Material for this exercise →
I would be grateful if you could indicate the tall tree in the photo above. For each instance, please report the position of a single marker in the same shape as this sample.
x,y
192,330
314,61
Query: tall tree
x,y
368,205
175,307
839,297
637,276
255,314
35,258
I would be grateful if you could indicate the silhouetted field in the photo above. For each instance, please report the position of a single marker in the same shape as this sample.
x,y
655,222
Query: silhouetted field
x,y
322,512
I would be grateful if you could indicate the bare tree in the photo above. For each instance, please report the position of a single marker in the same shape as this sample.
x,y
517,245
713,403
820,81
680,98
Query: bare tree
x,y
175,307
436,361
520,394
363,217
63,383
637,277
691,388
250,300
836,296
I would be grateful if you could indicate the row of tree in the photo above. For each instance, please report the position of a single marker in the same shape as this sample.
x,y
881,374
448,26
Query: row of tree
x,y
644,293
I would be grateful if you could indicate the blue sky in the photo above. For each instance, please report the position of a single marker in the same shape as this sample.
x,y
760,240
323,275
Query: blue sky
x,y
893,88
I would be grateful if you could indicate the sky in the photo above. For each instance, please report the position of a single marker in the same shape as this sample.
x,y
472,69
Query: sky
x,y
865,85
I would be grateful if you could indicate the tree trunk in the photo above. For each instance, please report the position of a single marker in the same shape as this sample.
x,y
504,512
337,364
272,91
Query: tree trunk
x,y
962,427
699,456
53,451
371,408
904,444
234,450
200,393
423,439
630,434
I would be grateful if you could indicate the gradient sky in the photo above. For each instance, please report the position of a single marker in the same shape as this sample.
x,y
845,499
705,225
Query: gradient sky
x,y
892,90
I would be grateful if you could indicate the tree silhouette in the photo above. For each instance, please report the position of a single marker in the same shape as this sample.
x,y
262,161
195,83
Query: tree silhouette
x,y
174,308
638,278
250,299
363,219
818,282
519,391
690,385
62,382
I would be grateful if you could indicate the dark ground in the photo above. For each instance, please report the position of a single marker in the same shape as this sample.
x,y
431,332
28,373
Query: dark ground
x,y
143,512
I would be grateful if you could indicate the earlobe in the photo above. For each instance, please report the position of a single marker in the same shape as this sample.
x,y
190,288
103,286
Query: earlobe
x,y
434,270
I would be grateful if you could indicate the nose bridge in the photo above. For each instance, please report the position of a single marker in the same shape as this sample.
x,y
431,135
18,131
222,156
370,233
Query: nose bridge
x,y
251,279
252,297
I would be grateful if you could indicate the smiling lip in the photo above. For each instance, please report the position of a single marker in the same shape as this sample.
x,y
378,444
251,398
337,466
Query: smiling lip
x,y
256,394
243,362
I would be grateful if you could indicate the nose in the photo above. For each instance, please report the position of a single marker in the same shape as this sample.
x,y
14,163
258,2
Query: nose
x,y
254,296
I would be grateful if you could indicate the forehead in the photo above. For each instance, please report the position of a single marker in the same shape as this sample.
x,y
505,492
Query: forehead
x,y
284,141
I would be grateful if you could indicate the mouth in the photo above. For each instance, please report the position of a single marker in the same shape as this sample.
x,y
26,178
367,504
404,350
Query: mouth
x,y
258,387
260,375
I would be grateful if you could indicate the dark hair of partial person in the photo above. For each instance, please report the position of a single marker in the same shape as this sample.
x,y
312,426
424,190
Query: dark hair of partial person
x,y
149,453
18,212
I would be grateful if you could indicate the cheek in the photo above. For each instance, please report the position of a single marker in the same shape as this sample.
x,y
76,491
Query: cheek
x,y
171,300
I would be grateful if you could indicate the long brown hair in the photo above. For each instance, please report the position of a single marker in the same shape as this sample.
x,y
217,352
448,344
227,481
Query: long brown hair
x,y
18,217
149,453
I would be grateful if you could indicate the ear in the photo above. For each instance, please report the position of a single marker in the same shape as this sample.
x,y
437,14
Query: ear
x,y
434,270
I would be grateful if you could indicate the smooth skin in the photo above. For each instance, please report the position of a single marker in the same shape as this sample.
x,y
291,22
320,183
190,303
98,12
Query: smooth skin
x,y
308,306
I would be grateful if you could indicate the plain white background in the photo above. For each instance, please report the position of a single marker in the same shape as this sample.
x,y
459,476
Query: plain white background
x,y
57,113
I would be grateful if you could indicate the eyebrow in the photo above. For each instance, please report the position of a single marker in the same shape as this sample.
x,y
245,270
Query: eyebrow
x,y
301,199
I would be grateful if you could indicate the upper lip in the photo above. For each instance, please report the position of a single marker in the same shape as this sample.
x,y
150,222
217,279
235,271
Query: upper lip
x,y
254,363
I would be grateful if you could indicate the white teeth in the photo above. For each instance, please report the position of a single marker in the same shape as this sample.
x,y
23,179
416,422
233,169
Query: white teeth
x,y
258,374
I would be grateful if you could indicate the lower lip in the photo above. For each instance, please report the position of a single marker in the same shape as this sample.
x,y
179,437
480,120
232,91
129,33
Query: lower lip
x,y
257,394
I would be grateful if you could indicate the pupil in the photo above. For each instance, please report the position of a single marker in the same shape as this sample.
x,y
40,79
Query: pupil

Given exercise → Repeat every one of the records above verbatim, from the first line to the last.

The result →
I would be grateful if you could indicate the tall tree in the photo above. For each instance, please report the position of a single marker in the same shape as this sample.
x,y
192,330
314,61
Query: tall tree
x,y
368,205
175,307
839,297
637,276
255,314
35,258
I would be grateful if you could indicate the silhouetted field in the photo above. For each instance, please report the position of a single marker in the same shape as this sample.
x,y
655,222
Query: silhouetted field
x,y
322,512
I would be grateful if you could indicate the bare tree in the photo above. For each instance, please report the position of a single marker in the same shape as this sample.
x,y
517,245
713,403
820,81
680,98
Query: bare tree
x,y
175,307
436,361
520,394
363,217
63,383
637,277
691,388
250,300
836,296
I would be grateful if you could indicate the row of tree in the photo above. For each instance, please report the position of a single marker in the same shape as this sample.
x,y
881,374
448,26
Query: row of tree
x,y
644,293
I would be grateful if you could indicate the blue sky in the photo above. For each instance, please report the position of a single marker in the same shape as this sample.
x,y
760,240
323,275
Query: blue sky
x,y
893,88
I would be grateful if you could indicate the sky in the photo above. For each instance, please report the position of a single marker in the same shape as this sample.
x,y
472,69
Query: sky
x,y
865,85
I would be grateful if you could indicate the tree trunk in the photo above. For each instance, please report the position of a single marker in the same shape as this sample.
x,y
504,512
337,364
272,91
Query: tree trunk
x,y
962,427
699,456
53,451
371,408
904,444
234,450
200,393
423,439
630,434
I would be grateful if you could indicate the gradient sky in the photo above. For each instance, please report the position of a single marker in the same shape as this sample.
x,y
845,499
705,225
Query: gradient sky
x,y
892,90
I would be grateful if you could indicate the tree silhouette in the photo above. For each instance, please report the position of a single marker in the same shape as this sample.
x,y
262,161
195,83
Query: tree silhouette
x,y
174,308
638,278
250,299
363,219
818,282
519,391
690,385
62,382
I would be grateful if you could indicate the dark ground in the photo above. For each instance, please report the position of a single marker in the same shape as this sample.
x,y
431,332
28,373
Query: dark ground
x,y
143,512
I would be grateful if you could indicate the earlobe in the photo above. For each instance, please report the position of a single marker in the same shape as this sample.
x,y
190,288
103,286
Query: earlobe
x,y
434,270
I would be grateful if you could indicate the nose bridge in the photo above. For each instance, please report the position of a single marker in the same shape as this sample.
x,y
431,135
18,131
222,156
370,233
Query: nose bridge
x,y
251,279
252,297
I would be grateful if you could indicate the smiling lip in the photo above. For each instance, please report the position of a single marker in the same shape as this sample.
x,y
378,444
251,398
337,466
Query: smiling lip
x,y
256,394
243,362
I would be grateful if you could indicate the nose in the photo above. For each instance, please report the position of a single marker in the same shape as this sample.
x,y
14,163
258,2
Query: nose
x,y
254,296
I would be grateful if you could indicate the forehead in the photo above. For each instance, please report the position of a single marker in the same shape as this sample.
x,y
505,492
Query: forehead
x,y
284,141
I would be grateful if you could indicate the mouth in the photo above. For each instance, please report the position of a single marker in the same shape as this sample.
x,y
26,178
367,504
404,350
Query: mouth
x,y
258,387
260,375
I would be grateful if you could indicate the dark hair of partial person in the photo above. For each instance, please report the position of a single marker in the same shape as this sample.
x,y
312,426
424,190
Query: dark hair of partial person
x,y
149,453
18,212
I would be grateful if you could indicate the cheek in the photo above. For each instance, please report the position of a single marker in the same shape as this sample.
x,y
76,491
Query: cheek
x,y
171,300
I would be grateful if you could indicate the long brown hair in the photo above. For each instance, please report the position of a single marker in the same shape as this sample.
x,y
217,352
448,344
227,481
Query: long brown hair
x,y
18,217
149,453
I would be grateful if you could indicate the ear in the photo above. For each instance, please report the position of a single marker in the same shape as this sample.
x,y
437,14
Query: ear
x,y
434,270
I would be grateful if you could indicate the smooth skin in the photo above. For each instance, please report the position of a single marker in the same shape as this sample.
x,y
291,22
320,183
190,303
98,12
Query: smooth skin
x,y
308,306
I would be grateful if you could indicate the plain white background in the photo above. For each instance, please report the position of a single marker in the same shape as this sample.
x,y
459,476
Query: plain white background
x,y
57,113
I would be grateful if you could indicate the eyebrow in the photo above. For each instance, please report the position of a single marker in the same shape as this sample.
x,y
245,270
Query: eyebrow
x,y
301,199
I would be grateful if you could indicate the upper lip in the photo above. For each instance, please report the position of a single marker in the same shape as this sample.
x,y
150,222
217,279
235,271
Query: upper lip
x,y
254,363
I would be grateful if you could indicate the white teeth in the photo above. For each instance, please report the position of a single marker in the same shape as this sample.
x,y
23,179
416,422
233,169
Query: white teeth
x,y
258,374
I would be grateful if you could indicate the lower lip in the photo above. For each instance, please report the position of a single marker in the same shape as this sample.
x,y
179,437
480,120
232,91
129,33
Query: lower lip
x,y
257,394
I would be grateful if you could indicate the pupil in the photo above. For each instance, please report the position of a single marker in the same shape as this sample.
x,y
40,79
Query: pupil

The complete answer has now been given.